Given instruction: Render all of the rows below as a Markdown table with two columns, No. and Text, numbering the rows in order and omitting any blank lines.

Material for the task:
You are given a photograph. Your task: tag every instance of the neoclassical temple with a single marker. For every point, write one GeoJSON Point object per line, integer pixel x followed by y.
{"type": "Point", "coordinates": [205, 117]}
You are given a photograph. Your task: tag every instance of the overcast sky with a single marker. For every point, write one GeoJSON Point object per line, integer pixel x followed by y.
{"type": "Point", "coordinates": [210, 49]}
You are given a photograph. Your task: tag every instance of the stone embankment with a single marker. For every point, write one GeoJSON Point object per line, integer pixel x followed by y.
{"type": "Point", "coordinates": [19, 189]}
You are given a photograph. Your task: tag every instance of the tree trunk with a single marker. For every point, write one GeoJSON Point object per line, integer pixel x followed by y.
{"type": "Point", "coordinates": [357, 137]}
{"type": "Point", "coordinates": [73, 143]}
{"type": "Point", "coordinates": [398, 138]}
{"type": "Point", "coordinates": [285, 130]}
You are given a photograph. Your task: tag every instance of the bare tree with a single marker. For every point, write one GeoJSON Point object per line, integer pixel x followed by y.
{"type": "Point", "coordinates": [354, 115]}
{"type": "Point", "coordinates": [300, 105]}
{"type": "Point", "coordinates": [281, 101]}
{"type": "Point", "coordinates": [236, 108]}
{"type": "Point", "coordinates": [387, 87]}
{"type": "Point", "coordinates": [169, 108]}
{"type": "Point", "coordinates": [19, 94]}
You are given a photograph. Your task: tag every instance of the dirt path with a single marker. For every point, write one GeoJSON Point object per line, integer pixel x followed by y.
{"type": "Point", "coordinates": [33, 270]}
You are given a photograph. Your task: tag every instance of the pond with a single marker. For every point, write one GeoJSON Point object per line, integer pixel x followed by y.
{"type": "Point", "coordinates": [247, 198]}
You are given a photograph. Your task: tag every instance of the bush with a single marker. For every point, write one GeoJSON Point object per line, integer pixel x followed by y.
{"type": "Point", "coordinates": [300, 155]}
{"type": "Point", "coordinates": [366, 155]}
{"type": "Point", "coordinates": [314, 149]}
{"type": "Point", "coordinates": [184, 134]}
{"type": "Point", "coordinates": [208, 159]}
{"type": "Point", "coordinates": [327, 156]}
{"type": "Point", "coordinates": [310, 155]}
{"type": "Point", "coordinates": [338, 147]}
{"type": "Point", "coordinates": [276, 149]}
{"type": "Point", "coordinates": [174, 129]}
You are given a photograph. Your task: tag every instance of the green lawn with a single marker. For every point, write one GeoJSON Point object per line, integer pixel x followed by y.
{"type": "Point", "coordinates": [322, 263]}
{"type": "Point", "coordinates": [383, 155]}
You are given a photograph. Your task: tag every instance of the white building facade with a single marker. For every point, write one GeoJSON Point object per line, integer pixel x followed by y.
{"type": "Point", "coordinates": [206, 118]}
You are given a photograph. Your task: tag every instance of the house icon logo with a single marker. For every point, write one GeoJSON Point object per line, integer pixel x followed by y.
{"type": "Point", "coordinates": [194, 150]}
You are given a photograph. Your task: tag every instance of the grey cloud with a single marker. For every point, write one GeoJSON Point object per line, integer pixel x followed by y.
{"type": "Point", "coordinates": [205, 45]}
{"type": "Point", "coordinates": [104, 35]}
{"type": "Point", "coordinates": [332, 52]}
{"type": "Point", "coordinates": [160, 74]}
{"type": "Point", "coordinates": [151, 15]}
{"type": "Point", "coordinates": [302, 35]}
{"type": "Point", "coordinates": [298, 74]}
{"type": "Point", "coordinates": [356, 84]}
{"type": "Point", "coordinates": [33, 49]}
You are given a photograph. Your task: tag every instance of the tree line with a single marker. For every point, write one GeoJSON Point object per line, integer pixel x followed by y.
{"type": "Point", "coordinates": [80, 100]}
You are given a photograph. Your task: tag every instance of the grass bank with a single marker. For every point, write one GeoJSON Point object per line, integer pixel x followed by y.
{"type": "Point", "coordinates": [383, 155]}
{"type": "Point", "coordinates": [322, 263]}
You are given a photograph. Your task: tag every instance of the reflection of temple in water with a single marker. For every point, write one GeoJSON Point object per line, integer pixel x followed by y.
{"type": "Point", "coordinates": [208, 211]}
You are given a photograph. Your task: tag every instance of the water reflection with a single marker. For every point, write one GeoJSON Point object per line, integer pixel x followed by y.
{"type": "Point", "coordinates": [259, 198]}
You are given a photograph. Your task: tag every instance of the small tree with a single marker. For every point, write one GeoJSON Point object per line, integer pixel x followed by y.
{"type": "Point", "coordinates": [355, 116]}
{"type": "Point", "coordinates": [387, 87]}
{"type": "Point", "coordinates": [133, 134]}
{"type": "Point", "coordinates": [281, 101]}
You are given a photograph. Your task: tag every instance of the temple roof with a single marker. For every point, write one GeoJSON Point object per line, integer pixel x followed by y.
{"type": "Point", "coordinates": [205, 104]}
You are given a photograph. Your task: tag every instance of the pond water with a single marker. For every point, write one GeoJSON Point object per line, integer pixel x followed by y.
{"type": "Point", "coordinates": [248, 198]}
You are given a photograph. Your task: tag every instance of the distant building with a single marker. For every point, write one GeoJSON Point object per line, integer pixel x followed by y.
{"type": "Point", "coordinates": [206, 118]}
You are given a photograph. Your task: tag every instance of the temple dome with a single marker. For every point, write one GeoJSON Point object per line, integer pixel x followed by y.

Exercise result:
| No. | Text |
|---|---|
| 1 | You are given a photograph. Your task: tag every instance of the neoclassical temple with a single marker. For every point, write one GeoJSON Point object per line, integer pixel x followed by y. |
| 2 | {"type": "Point", "coordinates": [205, 117]} |
| 3 | You are given a photograph. Your task: tag every instance of the overcast sky with a single marker. For every point, write one GeoJSON Point object per line, integer pixel x followed by y. |
| 4 | {"type": "Point", "coordinates": [210, 49]} |
| 5 | You are given a photograph. Your task: tag every instance of the stone embankment with a single marker. For every point, write one GeoJSON Point object per line, integer pixel x followed by y. |
| 6 | {"type": "Point", "coordinates": [19, 189]} |
| 7 | You are given a photograph. Your task: tag every instance of the tree trunk with a single marker. For every point, write one GeoJSON Point object per line, integer pixel x followed by y. |
| 8 | {"type": "Point", "coordinates": [357, 137]} |
| 9 | {"type": "Point", "coordinates": [73, 143]} |
| 10 | {"type": "Point", "coordinates": [398, 138]} |
| 11 | {"type": "Point", "coordinates": [285, 130]} |
| 12 | You are given a photograph. Your task: tag every instance of the bare tree with a single marker. For every point, write one GeoJSON Point object per line, integer pixel x followed by y. |
| 13 | {"type": "Point", "coordinates": [354, 115]} |
| 14 | {"type": "Point", "coordinates": [300, 105]} |
| 15 | {"type": "Point", "coordinates": [281, 101]} |
| 16 | {"type": "Point", "coordinates": [236, 108]} |
| 17 | {"type": "Point", "coordinates": [387, 87]} |
| 18 | {"type": "Point", "coordinates": [169, 108]} |
| 19 | {"type": "Point", "coordinates": [19, 94]} |
| 20 | You are given a photograph. Your task: tag every instance of the dirt path with a single marker. For every point, write one GeoJSON Point object per line, integer pixel x followed by y. |
| 21 | {"type": "Point", "coordinates": [33, 270]} |
| 22 | You are given a photograph. Your task: tag every instance of the pond with a single marker. For every point, write one GeoJSON Point object per line, integer pixel x followed by y. |
| 23 | {"type": "Point", "coordinates": [247, 198]} |
| 24 | You are given a photograph. Your task: tag every instance of the bush with a single marker. For every point, write one GeoJSON Point object per line, integer pixel x followed by y. |
| 25 | {"type": "Point", "coordinates": [300, 155]} |
| 26 | {"type": "Point", "coordinates": [366, 155]} |
| 27 | {"type": "Point", "coordinates": [314, 149]} |
| 28 | {"type": "Point", "coordinates": [184, 134]} |
| 29 | {"type": "Point", "coordinates": [208, 159]} |
| 30 | {"type": "Point", "coordinates": [327, 156]} |
| 31 | {"type": "Point", "coordinates": [310, 155]} |
| 32 | {"type": "Point", "coordinates": [338, 147]} |
| 33 | {"type": "Point", "coordinates": [276, 149]} |
| 34 | {"type": "Point", "coordinates": [174, 129]} |
| 35 | You are given a photograph. Your task: tag every instance of the green lawn with a single marker. For every point, write one GeoJSON Point object per line, integer pixel x followed by y. |
| 36 | {"type": "Point", "coordinates": [322, 263]} |
| 37 | {"type": "Point", "coordinates": [383, 155]} |
| 38 | You are given a photograph. Your task: tag every instance of the white building facade with a single marker. For every point, write one GeoJSON Point object per line, integer pixel x followed by y. |
| 39 | {"type": "Point", "coordinates": [206, 118]} |
| 40 | You are given a photograph. Your task: tag every instance of the house icon logo with a single marker. For every point, write one GeoJSON Point object per line, integer pixel x followed by y. |
| 41 | {"type": "Point", "coordinates": [194, 150]} |
| 42 | You are given a photograph. Your task: tag every instance of the grey cloud with a single marker. For every point, write one GeoJSON Point object per line, integer pixel x followed by y. |
| 43 | {"type": "Point", "coordinates": [205, 45]} |
| 44 | {"type": "Point", "coordinates": [104, 35]} |
| 45 | {"type": "Point", "coordinates": [332, 52]} |
| 46 | {"type": "Point", "coordinates": [160, 74]} |
| 47 | {"type": "Point", "coordinates": [151, 15]} |
| 48 | {"type": "Point", "coordinates": [302, 35]} |
| 49 | {"type": "Point", "coordinates": [298, 74]} |
| 50 | {"type": "Point", "coordinates": [356, 84]} |
| 51 | {"type": "Point", "coordinates": [33, 49]} |
| 52 | You are given a photograph. Your task: tag every instance of the tree line with a single marker. For every point, write one GeoJSON Point object per line, integer pixel x followed by y. |
| 53 | {"type": "Point", "coordinates": [80, 100]} |
| 54 | You are given a photograph. Your task: tag every instance of the grass bank with a single marker. For every point, write one GeoJSON Point object per line, integer pixel x followed by y. |
| 55 | {"type": "Point", "coordinates": [383, 155]} |
| 56 | {"type": "Point", "coordinates": [322, 263]} |
| 57 | You are given a photograph. Your task: tag every instance of the reflection of temple in water with a single marker. For every point, write one GeoJSON Point object per line, integer pixel x followed by y. |
| 58 | {"type": "Point", "coordinates": [208, 211]} |
| 59 | You are given a photograph. Your task: tag every instance of the water reflection with a single marker. For every point, write one GeoJSON Point object per line, integer pixel x followed by y. |
| 60 | {"type": "Point", "coordinates": [259, 198]} |
| 61 | You are given a photograph. Your task: tag every instance of the small tree with a single marker. For every point, write one GeoJSON Point object per line, integer pixel x followed by y. |
| 62 | {"type": "Point", "coordinates": [355, 116]} |
| 63 | {"type": "Point", "coordinates": [387, 87]} |
| 64 | {"type": "Point", "coordinates": [133, 134]} |
| 65 | {"type": "Point", "coordinates": [281, 101]} |
| 66 | You are given a photograph. Your task: tag every instance of the temple roof with a single marker. For every point, write one GeoJSON Point object per line, integer pixel x followed by y. |
| 67 | {"type": "Point", "coordinates": [205, 104]} |
| 68 | You are given a photograph. Your task: tag every instance of the pond water with a single marker. For every point, write one GeoJSON Point object per line, integer pixel x followed by y. |
| 69 | {"type": "Point", "coordinates": [248, 198]} |
| 70 | You are given a photograph. Your task: tag every instance of the distant building with a single marker. For every point, write one GeoJSON Point object per line, integer pixel x followed by y. |
| 71 | {"type": "Point", "coordinates": [206, 118]} |
| 72 | You are given a photograph. Your task: tag every instance of the temple dome with a single marker. For every point, write one GeoJSON Point object per line, integer pixel x followed by y. |